## Exercise 1
In the book review excerpts, in what city is Josh Swensen living as Mark Paulson?
## Exercise 2
Carry on the book review excerpts from the point where they stop.

## Passage given
·····

From the Publisher
“Hilarious” Teen People
“Clever, inspiring sequel” Publishers Weekly, starred review
“Josh has a fresh, intelligent voice, filled with common sense, passion and conviction. . . . [A] solid and timely work that will make readers laugh, but more important, will make them think.” VOYA
“Politics, romance, important social issues, and even a saboteur in the wings make this a fun, spirited romp through an election year. Tashjian's lively, comic prose, coupled with her characters' anger at politics as usual in this country, may just inspire young readers to become young voters.” Kirkus Reviews
“Whether young readers tap into their inner activist through Larry or not, they're in for a great story.” Pages magazine
“Vote for Larry is a crash course in the rough and tumble world of national politics, and teen readers will get a taste of just what it takes in idealism and courage to achieve such goals.” Bookpage
“[T]his is part allegory and part political thriller, and once again, Josh's plans to protect the planet and involve young people in the care and feeding of democracy go awry. The spirited story focuses on 18-year-old Josh's presidential campaign; although he's too young to be elected, a stunning show of support results in a constitutional amendment lowering the age of the president. . . . Fans of the first book won't be disappointed in Josh/Larry's further escapades.” Booklist
“Once again, Tashjian manages to take a fairly unbelievable premise and make it seem more than fairly believable. The fast-paced story and Josh's witty narration will keep readers hooked.” Horn Book
“Readers who've moved up from Dan Gutman's The Kid Who Ran for President may find this a congenial as well as provocative. . . .and perhaps it'll encourage them to become involved in upcoming elections.” Bulletin of the Center for Children's Books
In Tashjian's clever, inspiring sequel, Josh Swensen (known to his public as Larry)-now living in Boulder, Colo., as Mark Paulson-comes clean about faking his death in The Gospel According to Larry (he refers to it as a "pseudocide"), and announces his run for the presidency. Beth, his childhood love, convinces him to return to public life ("It was time for me to contribute again"). Readers meeting Josh for the first time do not have to worry; a generous supply of Tashjian's trademark pithy footnotes fill in the back story. Here, instead of battling consumerism via a Web site, Josh (as Larry) is out trying to get young people to vote. He blasts SUV drivers, the nation's "color-coded alert system" and "politicians who [have] taken so much money from Big Business for their campaign war chests that they have to listen to their concerns." When teen supporters press for a constitutional amendment to allow 18-year-olds to be eligible for the presidency, Josh's candidacy goes from symbolic to viable. But trouble looms: betagold, the woman who exposed his identity in Gospel, is back on his trail, and there's a traitor in his camp. Josh's narration moves swiftly, and the topical yet universal themes make this book even more compelling than the first. Readers will get a charge out of Josh/Larry's fiery speeches and outrageous platform, and startling facts (e.g., "Every minute, a baby in the U.S. is born without health insurance") plus a resource list in the back (with voter registration Web sites) provide plenty of fuel for those motivated by the hero's call to action. Ages 14-up. (May) Copyright 2004 Reed Business Information.

·····

## Listed entries
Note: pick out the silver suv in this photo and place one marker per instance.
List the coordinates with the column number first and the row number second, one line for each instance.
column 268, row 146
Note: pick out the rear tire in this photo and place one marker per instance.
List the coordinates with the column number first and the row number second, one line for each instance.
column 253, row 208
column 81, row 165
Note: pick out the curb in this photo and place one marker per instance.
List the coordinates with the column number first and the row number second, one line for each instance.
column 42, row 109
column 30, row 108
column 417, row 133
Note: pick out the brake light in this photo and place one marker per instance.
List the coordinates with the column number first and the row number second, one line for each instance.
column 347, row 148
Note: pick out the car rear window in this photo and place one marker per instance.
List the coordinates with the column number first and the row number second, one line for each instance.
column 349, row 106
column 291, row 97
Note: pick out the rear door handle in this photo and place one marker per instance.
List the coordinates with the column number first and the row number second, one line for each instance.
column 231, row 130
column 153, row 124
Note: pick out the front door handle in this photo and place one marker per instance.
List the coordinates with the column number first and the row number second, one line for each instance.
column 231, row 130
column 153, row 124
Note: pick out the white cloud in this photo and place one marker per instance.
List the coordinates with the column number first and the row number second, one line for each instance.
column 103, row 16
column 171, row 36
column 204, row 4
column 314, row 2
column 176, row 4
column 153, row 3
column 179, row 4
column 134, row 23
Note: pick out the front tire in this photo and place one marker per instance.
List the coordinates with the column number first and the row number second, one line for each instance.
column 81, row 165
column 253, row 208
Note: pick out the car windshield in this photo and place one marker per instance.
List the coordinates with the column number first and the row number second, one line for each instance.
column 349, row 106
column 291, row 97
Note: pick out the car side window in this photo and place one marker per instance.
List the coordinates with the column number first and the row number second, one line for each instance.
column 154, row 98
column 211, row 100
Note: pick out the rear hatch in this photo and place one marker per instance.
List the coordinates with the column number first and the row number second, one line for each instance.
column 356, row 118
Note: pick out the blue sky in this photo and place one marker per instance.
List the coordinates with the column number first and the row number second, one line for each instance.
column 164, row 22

·····

## Exercise result 1
Boulder, Colorado.

## Exercise result 2
This sequel continues the story of the marvelous character the author invented in The Gospel According to Larry (Laurel Leaf, ). Josh Swensen, a prodigy who rocked his teen world when he came out against consumerism on a website as a persona he named Larry, eventually faded into "pseudocide", disappearing from the lives of all who worshipped and knew him. This companion story opens as Josh/Larry is living in Colorado with his first real girlfriend who is, ironically, a committed shopper. When he is rediscovered by his best friend, true love and cohort, Beth, she persuades him to run for president for the Peace Party. Amazingly they are successful in adding a 28th amendment to make 18 the minimum age requirement to run for president of the United States. Larry's desire is to get youth voting and enlighten them about everything from SUVs to Big Business owning politicians. This is an unlikely premise, a doubtful plot, but Tashjian's brisk writing and humor makes it work as Larry speaks out against the horrors of current political ploys. Tashjan's genius is that she chooses statistics that are shocking and has invented a character with enough depth and so saucy that we can allow him to climb up on a pedestal and preach so that the book's audience can listen. There book is flavored with enough conflict and love interest that somehow it becomes a story rather than a treatise. In truth this would make a great book to read aloud in a political year and discuss current trends and youth's opinions of them! 2004, Holt, Ages 10 to 14.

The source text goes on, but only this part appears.